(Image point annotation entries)
..........

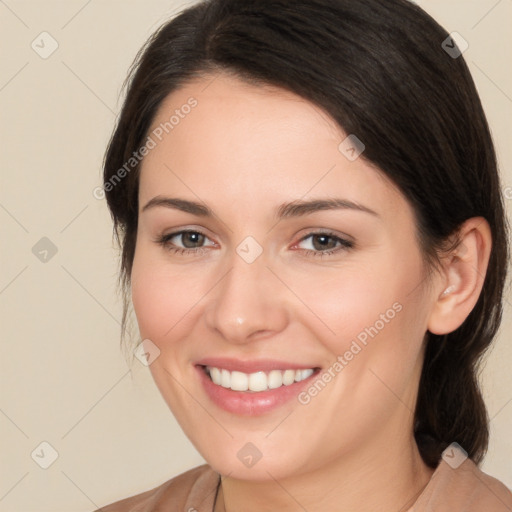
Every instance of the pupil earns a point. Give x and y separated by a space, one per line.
193 237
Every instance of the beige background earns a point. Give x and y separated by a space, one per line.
64 379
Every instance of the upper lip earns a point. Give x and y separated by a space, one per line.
252 366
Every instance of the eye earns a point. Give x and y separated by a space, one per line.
184 242
324 244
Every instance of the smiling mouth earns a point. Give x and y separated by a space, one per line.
258 381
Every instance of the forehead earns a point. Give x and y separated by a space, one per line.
252 141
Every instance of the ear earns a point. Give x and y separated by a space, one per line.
464 270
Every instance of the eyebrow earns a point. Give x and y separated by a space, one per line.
293 209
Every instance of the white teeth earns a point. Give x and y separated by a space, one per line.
258 381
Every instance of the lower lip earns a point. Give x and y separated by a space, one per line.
249 403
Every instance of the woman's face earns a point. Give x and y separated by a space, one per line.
266 283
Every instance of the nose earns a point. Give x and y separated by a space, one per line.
247 303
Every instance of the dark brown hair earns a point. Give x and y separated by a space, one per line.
380 71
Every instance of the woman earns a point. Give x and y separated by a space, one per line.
313 237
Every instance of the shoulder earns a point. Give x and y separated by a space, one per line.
465 488
193 490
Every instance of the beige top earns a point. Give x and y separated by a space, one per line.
464 489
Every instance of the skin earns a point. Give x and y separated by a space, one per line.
244 151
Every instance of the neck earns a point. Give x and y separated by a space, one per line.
366 481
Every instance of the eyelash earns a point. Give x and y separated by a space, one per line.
345 245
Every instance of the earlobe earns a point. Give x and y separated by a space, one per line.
464 271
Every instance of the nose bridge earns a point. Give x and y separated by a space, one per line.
246 300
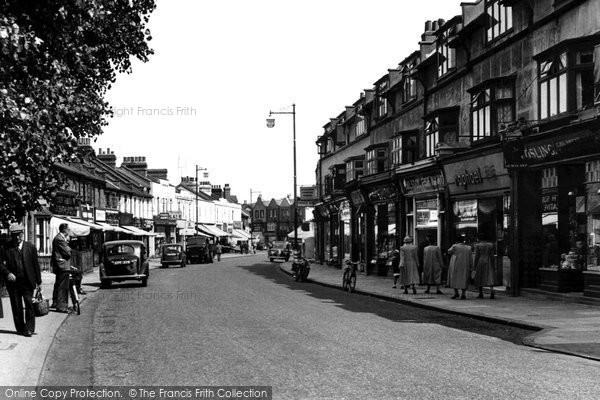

..........

_Prompt_: Copy out everything from the line with "Every instance of the eyelash" down to the end of the records, word for word. Leave the pictures out.

_Answer to this problem_:
Every instance of the eyelash earns a point. Give x and y separated by a space, one per line.
345 245
Every instance of the earlobe earns a point. Give x and y separated by a space, one per line.
464 271
Every instance of the nose bridge earns a point. Give x and y separated by a space, one per line.
246 300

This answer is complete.